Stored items
________
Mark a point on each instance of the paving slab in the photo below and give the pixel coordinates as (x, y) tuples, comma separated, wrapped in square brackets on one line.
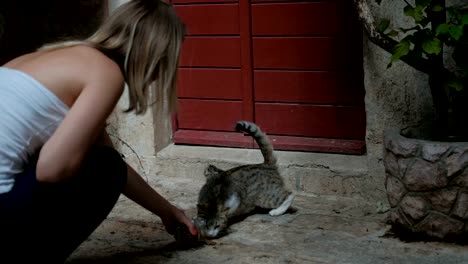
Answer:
[(319, 229)]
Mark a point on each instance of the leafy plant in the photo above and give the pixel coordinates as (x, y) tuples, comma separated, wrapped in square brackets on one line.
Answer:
[(436, 43)]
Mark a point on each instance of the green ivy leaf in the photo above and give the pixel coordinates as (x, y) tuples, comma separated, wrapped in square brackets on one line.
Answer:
[(432, 46), (455, 84), (393, 33), (437, 8), (465, 19), (456, 31), (400, 50), (442, 29), (423, 3), (415, 12), (383, 25)]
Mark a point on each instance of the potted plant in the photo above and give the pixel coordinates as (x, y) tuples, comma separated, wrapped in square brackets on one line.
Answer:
[(427, 167)]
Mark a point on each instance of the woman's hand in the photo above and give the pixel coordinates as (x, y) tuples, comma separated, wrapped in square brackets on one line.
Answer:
[(176, 216), (143, 194)]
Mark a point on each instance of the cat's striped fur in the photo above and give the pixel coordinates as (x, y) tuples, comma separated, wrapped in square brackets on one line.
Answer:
[(239, 190)]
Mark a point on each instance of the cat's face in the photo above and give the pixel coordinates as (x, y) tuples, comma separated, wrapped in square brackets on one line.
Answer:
[(210, 222)]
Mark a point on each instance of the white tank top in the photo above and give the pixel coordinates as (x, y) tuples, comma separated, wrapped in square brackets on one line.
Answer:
[(29, 114)]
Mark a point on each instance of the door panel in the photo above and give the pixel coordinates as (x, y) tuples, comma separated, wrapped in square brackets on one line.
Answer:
[(209, 83), (319, 87), (316, 53), (201, 17), (318, 18), (216, 115), (311, 120), (211, 52)]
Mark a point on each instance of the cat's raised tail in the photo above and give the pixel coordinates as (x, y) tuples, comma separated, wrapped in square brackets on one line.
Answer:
[(261, 138)]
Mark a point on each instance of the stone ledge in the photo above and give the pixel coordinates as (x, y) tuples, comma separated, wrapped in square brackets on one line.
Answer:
[(313, 173)]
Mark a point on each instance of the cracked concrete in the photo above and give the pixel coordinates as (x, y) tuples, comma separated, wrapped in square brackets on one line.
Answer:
[(322, 227)]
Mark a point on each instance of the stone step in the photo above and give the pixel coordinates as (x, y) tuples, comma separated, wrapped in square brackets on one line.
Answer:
[(308, 173)]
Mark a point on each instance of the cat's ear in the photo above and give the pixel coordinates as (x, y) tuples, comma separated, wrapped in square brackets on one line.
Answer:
[(212, 170)]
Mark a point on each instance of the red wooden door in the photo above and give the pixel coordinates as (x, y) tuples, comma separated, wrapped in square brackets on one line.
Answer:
[(294, 68)]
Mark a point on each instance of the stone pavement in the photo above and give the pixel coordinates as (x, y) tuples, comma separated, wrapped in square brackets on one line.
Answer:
[(320, 229), (330, 223)]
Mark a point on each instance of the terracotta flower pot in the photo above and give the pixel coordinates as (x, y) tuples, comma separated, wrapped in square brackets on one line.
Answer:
[(427, 185)]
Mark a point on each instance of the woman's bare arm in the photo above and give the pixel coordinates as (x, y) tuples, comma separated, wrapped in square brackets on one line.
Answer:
[(139, 191)]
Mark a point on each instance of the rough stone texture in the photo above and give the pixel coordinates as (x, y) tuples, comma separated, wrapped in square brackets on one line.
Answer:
[(442, 200), (396, 190), (457, 161), (433, 152), (391, 165), (440, 226), (414, 206), (462, 179), (461, 206), (323, 229), (423, 176), (427, 207)]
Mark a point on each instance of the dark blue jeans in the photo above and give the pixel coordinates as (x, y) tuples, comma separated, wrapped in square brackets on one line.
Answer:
[(48, 221)]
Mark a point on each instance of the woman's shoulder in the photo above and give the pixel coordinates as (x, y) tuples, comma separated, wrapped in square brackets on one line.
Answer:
[(91, 60)]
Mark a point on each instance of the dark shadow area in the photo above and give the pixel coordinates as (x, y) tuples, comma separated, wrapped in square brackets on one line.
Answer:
[(404, 234), (26, 25)]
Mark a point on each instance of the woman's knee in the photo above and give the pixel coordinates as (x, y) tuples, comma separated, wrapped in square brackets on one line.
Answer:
[(106, 165)]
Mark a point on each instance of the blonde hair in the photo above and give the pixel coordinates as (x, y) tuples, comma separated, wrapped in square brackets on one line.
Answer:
[(144, 37)]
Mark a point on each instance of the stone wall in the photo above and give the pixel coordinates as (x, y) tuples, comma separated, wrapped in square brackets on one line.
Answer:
[(396, 97), (27, 25)]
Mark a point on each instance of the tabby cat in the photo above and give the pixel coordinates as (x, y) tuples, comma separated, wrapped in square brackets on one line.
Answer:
[(240, 190)]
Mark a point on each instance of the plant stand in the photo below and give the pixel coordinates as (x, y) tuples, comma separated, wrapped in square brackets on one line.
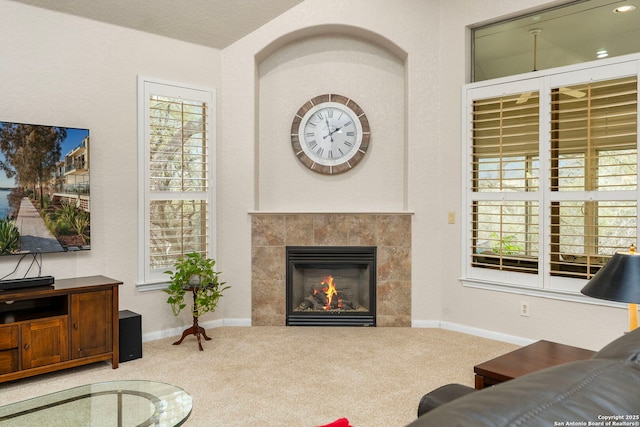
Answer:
[(195, 329)]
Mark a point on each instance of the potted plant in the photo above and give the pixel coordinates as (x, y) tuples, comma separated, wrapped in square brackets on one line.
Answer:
[(195, 273)]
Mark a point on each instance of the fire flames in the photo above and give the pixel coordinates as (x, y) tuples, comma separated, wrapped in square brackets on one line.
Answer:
[(329, 289)]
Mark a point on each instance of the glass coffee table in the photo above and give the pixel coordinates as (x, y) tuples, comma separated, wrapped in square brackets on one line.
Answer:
[(114, 403)]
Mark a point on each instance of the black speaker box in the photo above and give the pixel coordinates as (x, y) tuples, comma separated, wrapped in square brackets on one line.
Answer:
[(130, 336)]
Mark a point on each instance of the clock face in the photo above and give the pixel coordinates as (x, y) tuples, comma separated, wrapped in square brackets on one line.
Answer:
[(330, 134)]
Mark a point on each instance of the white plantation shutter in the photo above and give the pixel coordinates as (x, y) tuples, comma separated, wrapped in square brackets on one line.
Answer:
[(178, 162)]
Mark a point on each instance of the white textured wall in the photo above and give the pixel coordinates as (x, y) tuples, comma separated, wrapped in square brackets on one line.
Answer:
[(331, 63), (56, 69), (434, 36)]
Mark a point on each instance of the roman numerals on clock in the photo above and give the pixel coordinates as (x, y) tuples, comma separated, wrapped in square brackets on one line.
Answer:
[(328, 134)]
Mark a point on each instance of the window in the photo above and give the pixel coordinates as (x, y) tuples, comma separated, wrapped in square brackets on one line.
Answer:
[(176, 163), (551, 189)]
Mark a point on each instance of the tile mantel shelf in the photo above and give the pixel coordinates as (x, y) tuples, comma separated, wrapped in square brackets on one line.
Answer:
[(330, 213), (272, 232)]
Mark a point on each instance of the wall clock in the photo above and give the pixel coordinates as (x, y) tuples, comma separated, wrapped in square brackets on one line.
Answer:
[(330, 134)]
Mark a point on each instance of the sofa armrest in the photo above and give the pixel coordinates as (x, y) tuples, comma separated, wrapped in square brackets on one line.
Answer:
[(442, 395)]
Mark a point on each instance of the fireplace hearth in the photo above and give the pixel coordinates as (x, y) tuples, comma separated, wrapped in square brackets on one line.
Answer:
[(331, 286)]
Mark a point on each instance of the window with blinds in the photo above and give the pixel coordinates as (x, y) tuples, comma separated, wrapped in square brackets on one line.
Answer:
________
◆ Task details: Omit the pictures and write out the remaining data exactly.

◆ Result of the exercise:
Mark a point on each instance of the paving slab in the photo below and give the pixel coordinates as (x, y) tuples, comma separated, wrapped in square brackets on one line.
Answer:
[(319, 229)]
Mark a point on each instance of the leafy plant in the photo above and give the pixel coordinates as (x, y) tuples, comma separated, wrapped in square brackets on one line.
Answer:
[(436, 43)]
Mark a point on each instance of the green ivy leaf in the photo above and give the pixel coordinates as (x, y) tuples, comma separated, wrapped in square brackets on one line.
Answer:
[(432, 46), (455, 84), (393, 33), (437, 8), (465, 19), (456, 31), (400, 50), (442, 29), (423, 3), (415, 12), (383, 25)]
Mark a point on each instance of the potted plant in the photo above and give the pixel coordinates as (x, y) tuples, comma separated, wrapped in square brackets on one line.
Answer:
[(427, 167)]
Mark a point on each instance of the woman's hand in the photo above and give the pixel coordinates as (x, y) tuples, comma separated, wrapped in square brackets on one line.
Answer:
[(176, 216), (143, 194)]
Mark a point on each instance of the cat's striped fur in the photo above and give the pixel coordinates as (x, y) tuples, comma separated, wrapped in square brackets on one line.
Answer:
[(239, 190)]
Mark a point on each instance of the cat's face in the photo above and give the pixel coordinates as (x, y) tuples, comma separated, wrapped in square brackets on one line.
Answer:
[(210, 222)]
Mark a point on each instance of the white tank top in the photo above and give the pixel coordinates as (x, y) tuples, comma separated, wrapped in square brackets on one line.
Answer:
[(29, 114)]
Mark a point on each instance of the door panel in the photo above and give the pixel coordinates as (x, y) tuples, comma separated, wrapped in square brackets on one line.
Answer:
[(209, 83), (319, 87), (316, 53), (201, 17), (318, 18), (216, 115), (311, 120), (211, 52)]
Mark a point on each instance of the cat's raised tail in the photo above and give the pixel coordinates as (x, y) tuples, comma separated, wrapped in square brackets on one line.
Answer:
[(261, 138)]
Mark a point on each instance of the stone ledge in the photo above and give the pixel coordinates as (x, y) tuples, comma separated, wrapped in square brackets on one line.
Answer:
[(313, 173)]
Mark a point on each instance of the cracked concrete in the photo above and give the pixel coordinates as (x, y) tuples, comma separated, wrapped in square brackets on one line.
Answer:
[(322, 227)]
Mark a point on each instance of the stone step in the photo above and give the pixel coordinates as (x, y) tuples, comma separated, wrapped in square brackets on one line.
Answer:
[(308, 173)]
Mark a point on each instance of the cat's ear in the photo above and give the pixel coordinates as (x, y) tuples, comma separated, wrapped in square brackets on one line.
Answer:
[(212, 170)]
Mark a point on each instance of the red wooden door in the photo above and give the pixel coordinates as (x, y) tuples, comma separated, wrapped in square brackets on one line.
Answer:
[(294, 68)]
Mark a point on each instance of the stone pavement in the photo above and give the pixel coordinates as (x, y) tuples, comma separated, wrapped in square brackets on one line.
Answer:
[(320, 229), (330, 223)]
Mark a point on each instance of the terracotta flower pot in the photo above and give the pixel coordinates as (x, y) tuples, comma separated, wrapped in square brackets on one line.
Answer:
[(427, 185)]
Mark a point on each instance of the woman's bare arm in the photo above and give the pixel coordinates as (x, y) tuples, comma separated, wrapped in square brackets on one line.
Answer:
[(139, 191)]
Mark a point on each instance of the rough stone texture in the photo above and give the pixel coordinates as (x, y) tuples, comma separated, wrapped in square brackets on one line.
Answer:
[(442, 200), (396, 190), (457, 161), (433, 152), (391, 165), (440, 226), (414, 206), (462, 179), (461, 206), (323, 229), (423, 176), (427, 207)]
Mark a point on each instance of the dark blue jeans in the photo above and give the pixel coordinates as (x, y) tuples, comma separated, wrapped in square brackets on one line.
Answer:
[(48, 221)]
Mark a point on each instance of the woman's shoulder in the photo above and give the pixel coordinates as (x, y) tuples, comma separated, wrapped in square brackets on one line.
Answer:
[(91, 60)]
Mark a point on each instance of the dark shadow area in the photo above and give the pixel coordinates as (x, y) tuples, comma separated, wrapped in square brackets on one line.
Answer:
[(404, 234), (26, 25)]
Mark a point on each instance of the woman's knee in the photo above and give the pixel coordinates as (x, y) tuples, comma separated, wrapped in square brackets on one line.
Answer:
[(106, 165)]
Mark a point on each instance of the blonde hair in the photo above and give the pixel coordinates as (x, y) tuples, comma separated, wrapped in square brackets on one line.
Answer:
[(144, 37)]
Mark a point on each instance of the stone wall in the photo above and give the pixel coordinates as (x, y) tuples, comma separated, wrapped in square brackets on one line.
Answer:
[(396, 97), (27, 25)]
Mark a point on each instance of the tabby cat in the photo above and give the pixel coordinates as (x, y) tuples, comma separated, wrapped in square brackets on one line.
Answer:
[(240, 190)]
Mark a point on each instance of the plant stand in the photo below and give the pixel coordinates as (x, y) tuples, comma separated, wrapped in square brackets on one line.
Answer:
[(195, 329)]
Mark a point on each instance of the potted plant in the photo above and give the pixel coordinates as (x, y) tuples, comma separated, wrapped in square brackets on one line.
Answer:
[(195, 273)]
Mark a point on each instance of the fire flames in the photo above and give the pixel coordinates as (x, y) tuples, comma separated, wrapped in square brackets on one line.
Answer:
[(329, 289)]
Mark a point on each instance of the glass coffee table in the photo above and give the pixel coordinates as (x, y) tuples, comma separated, wrapped in square brackets on one line.
Answer:
[(114, 403)]
Mark a point on each instance of the black speaker box in the photo above and give the pixel coordinates as (x, y) tuples, comma separated, wrapped in square brackets on one line.
Answer:
[(130, 336)]
Mark a point on each instance of the clock face in the photo above and give the pixel coordinates as (x, y) tuples, comma separated, wrapped in square brackets on one line.
Answer:
[(330, 134)]
Mark a point on each instance of the white plantation shutter in the photo above and give the pixel coordinates as (x, y) tuples, comma separated, wrapped in square brackets on one line.
Answer:
[(178, 162)]
Mark a point on each instance of the white textured wall in the photo above and give the pixel coordinates as (x, y) tuples, comma separated, wrapped in square brackets on one line.
Answer:
[(331, 63), (56, 69), (434, 36)]
Mark a point on each instance of the roman numerals on clock in the photo above and give the pixel coordinates as (x, y) tuples, comma separated, wrapped in square brackets on one line.
Answer:
[(328, 134)]
Mark a point on each instance of the window in the photo above and give the pixel coordinates as (x, y) tuples, comma separated, wrapped in square brackets on one line.
Answer:
[(176, 163), (551, 189)]
Mark a point on each instance of the tile mantel shelf in the photo above and give the pixel coordinates as (x, y) tuples, comma separated, wrapped in square brackets on one line.
Answer:
[(330, 213), (272, 232)]
Mark a point on each instance of the wall clock in the photo above and give the pixel coordinates as (x, y) tuples, comma separated, wrapped in square brackets on one line.
Answer:
[(330, 134)]
Mark a point on each instance of the sofa armrest in the photo above and give the pixel coordinates as (x, y) tuples, comma separated, wrapped in square brackets on one line.
Answer:
[(442, 395)]
Mark a point on each instance of the fireplace hearth in the photo above and give the pixel coordinates as (x, y) tuples, comma separated, wrapped in square brackets on one line.
Answer:
[(331, 286)]
Mark a point on each instance of the window with blinds in the photo above and give the pixel coordinates as (x, y) tuples, comma separated, wrapped in square brackets on one line.
Answer:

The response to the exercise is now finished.